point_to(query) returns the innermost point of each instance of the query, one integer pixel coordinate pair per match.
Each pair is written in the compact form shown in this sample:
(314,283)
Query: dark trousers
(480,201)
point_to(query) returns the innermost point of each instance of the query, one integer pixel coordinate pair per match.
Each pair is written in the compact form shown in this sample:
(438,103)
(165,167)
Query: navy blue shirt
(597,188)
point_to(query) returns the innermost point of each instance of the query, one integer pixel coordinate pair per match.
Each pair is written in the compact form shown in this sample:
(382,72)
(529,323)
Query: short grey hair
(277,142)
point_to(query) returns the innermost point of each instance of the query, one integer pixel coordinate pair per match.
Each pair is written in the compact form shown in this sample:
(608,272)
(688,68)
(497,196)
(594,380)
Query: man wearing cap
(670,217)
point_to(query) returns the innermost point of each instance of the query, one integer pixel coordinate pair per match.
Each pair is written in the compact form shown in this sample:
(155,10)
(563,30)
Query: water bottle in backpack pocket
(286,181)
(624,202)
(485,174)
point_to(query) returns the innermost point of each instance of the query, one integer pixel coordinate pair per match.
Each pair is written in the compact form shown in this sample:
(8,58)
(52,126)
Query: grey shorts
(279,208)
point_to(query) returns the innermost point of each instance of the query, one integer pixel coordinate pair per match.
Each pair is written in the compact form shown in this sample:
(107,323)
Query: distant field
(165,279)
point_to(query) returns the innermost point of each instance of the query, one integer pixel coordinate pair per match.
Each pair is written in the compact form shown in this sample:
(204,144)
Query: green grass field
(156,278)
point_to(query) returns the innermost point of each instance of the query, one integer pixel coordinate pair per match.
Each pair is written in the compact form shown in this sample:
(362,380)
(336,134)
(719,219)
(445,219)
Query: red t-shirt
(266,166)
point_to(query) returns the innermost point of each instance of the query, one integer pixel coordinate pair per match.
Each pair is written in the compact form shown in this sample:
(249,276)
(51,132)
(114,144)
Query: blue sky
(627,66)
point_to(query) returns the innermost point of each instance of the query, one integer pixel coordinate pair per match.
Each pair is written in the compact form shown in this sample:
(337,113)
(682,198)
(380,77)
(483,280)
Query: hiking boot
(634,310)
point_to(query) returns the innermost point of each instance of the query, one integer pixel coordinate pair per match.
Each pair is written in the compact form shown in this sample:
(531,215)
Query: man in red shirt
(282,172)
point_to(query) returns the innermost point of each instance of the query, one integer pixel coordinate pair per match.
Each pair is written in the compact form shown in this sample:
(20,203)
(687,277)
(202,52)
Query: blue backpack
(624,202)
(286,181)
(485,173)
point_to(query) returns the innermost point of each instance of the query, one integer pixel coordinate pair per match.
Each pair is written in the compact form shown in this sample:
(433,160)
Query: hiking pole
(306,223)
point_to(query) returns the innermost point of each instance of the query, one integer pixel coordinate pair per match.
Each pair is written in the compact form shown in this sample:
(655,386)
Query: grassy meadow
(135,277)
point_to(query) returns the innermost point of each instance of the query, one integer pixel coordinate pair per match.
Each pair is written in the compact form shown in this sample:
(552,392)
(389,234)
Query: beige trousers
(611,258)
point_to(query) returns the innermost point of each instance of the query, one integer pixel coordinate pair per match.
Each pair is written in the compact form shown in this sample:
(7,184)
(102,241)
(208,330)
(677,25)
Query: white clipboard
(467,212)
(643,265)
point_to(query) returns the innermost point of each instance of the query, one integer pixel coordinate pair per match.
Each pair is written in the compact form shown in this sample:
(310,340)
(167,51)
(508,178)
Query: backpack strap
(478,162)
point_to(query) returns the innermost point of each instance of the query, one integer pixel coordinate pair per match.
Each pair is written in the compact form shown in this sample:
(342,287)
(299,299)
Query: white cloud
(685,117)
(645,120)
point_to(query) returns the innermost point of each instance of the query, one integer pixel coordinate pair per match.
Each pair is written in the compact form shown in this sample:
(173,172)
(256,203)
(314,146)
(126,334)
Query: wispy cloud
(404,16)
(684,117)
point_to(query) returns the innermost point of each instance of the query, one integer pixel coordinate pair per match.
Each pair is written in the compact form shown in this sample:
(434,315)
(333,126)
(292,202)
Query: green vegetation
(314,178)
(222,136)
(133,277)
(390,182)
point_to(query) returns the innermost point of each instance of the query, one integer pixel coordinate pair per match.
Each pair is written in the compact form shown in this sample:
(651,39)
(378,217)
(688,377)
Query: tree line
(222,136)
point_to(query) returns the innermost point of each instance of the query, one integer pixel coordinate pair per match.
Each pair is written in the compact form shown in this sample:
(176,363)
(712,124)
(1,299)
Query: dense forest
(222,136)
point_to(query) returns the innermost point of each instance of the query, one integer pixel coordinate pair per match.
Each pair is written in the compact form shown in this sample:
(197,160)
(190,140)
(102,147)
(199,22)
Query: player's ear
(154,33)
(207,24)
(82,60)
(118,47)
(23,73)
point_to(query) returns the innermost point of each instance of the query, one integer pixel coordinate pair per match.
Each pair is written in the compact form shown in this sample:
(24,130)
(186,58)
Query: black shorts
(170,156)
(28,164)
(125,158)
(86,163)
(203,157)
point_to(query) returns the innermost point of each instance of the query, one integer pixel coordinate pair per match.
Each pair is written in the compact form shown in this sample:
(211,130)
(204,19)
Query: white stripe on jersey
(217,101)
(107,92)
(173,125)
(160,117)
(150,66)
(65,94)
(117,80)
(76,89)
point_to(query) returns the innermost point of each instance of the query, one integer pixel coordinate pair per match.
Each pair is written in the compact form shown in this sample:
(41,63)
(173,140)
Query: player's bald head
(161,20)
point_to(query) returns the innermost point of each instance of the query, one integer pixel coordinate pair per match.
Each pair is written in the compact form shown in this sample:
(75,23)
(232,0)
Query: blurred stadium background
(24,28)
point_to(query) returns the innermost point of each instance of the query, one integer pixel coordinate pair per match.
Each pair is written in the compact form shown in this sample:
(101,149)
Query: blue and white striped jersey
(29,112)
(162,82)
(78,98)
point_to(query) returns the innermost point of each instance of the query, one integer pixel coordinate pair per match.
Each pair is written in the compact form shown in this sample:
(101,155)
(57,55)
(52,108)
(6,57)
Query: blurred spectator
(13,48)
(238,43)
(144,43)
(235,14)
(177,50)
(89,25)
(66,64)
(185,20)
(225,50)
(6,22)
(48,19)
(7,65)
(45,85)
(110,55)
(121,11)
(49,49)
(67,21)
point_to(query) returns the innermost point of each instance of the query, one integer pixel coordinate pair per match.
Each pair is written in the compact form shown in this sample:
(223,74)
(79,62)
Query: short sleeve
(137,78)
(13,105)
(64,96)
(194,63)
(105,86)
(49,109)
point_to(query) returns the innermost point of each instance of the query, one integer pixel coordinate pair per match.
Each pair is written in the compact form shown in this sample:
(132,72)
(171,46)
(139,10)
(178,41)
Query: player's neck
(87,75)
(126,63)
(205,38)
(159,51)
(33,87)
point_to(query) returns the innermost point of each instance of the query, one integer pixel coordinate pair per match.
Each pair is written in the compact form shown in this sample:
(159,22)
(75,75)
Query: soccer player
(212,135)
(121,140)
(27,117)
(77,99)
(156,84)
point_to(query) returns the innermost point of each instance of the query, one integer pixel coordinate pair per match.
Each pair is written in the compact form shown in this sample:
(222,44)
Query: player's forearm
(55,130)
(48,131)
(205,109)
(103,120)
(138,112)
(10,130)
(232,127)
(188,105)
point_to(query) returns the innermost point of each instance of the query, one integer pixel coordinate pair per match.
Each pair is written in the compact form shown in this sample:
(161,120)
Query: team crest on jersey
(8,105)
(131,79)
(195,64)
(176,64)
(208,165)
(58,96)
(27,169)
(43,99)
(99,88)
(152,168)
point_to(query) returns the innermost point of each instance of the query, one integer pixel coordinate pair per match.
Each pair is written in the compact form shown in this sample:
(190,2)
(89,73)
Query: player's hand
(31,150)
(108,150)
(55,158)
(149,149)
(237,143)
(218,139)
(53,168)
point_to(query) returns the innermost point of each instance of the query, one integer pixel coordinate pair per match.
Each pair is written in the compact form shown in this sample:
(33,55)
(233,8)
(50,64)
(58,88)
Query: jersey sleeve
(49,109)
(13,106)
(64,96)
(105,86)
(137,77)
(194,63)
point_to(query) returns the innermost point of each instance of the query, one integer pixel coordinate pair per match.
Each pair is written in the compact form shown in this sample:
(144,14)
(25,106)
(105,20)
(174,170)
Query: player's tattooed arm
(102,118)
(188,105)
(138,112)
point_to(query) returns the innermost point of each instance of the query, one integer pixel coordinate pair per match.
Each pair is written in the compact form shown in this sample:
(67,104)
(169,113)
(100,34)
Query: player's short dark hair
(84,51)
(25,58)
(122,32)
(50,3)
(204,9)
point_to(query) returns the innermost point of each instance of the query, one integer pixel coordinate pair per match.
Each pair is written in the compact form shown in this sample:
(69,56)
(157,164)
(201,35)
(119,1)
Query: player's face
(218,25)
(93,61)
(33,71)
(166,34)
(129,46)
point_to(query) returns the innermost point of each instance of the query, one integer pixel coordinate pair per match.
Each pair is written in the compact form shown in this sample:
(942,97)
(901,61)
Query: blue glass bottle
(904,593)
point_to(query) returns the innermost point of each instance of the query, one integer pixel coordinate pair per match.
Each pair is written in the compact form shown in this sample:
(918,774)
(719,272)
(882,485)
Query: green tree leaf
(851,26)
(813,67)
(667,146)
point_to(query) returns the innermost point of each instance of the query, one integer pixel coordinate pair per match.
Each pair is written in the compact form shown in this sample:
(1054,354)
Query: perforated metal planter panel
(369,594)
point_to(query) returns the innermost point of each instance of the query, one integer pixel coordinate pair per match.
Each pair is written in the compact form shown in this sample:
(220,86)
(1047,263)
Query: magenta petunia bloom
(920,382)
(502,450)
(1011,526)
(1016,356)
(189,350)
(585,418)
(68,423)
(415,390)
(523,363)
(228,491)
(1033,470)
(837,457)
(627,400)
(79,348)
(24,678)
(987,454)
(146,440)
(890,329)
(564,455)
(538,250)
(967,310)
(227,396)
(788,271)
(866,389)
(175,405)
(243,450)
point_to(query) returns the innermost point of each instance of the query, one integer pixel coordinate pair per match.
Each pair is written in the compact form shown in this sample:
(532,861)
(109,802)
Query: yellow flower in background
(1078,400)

▶ **AIM OF THE TASK**
Pick out every line in the records above that contains the word "green" and copy each one. Upper and lower case must match.

▶ **EXERCISE RESULT**
Query: green grass field
Query: green vegetation
Query: green tree leaf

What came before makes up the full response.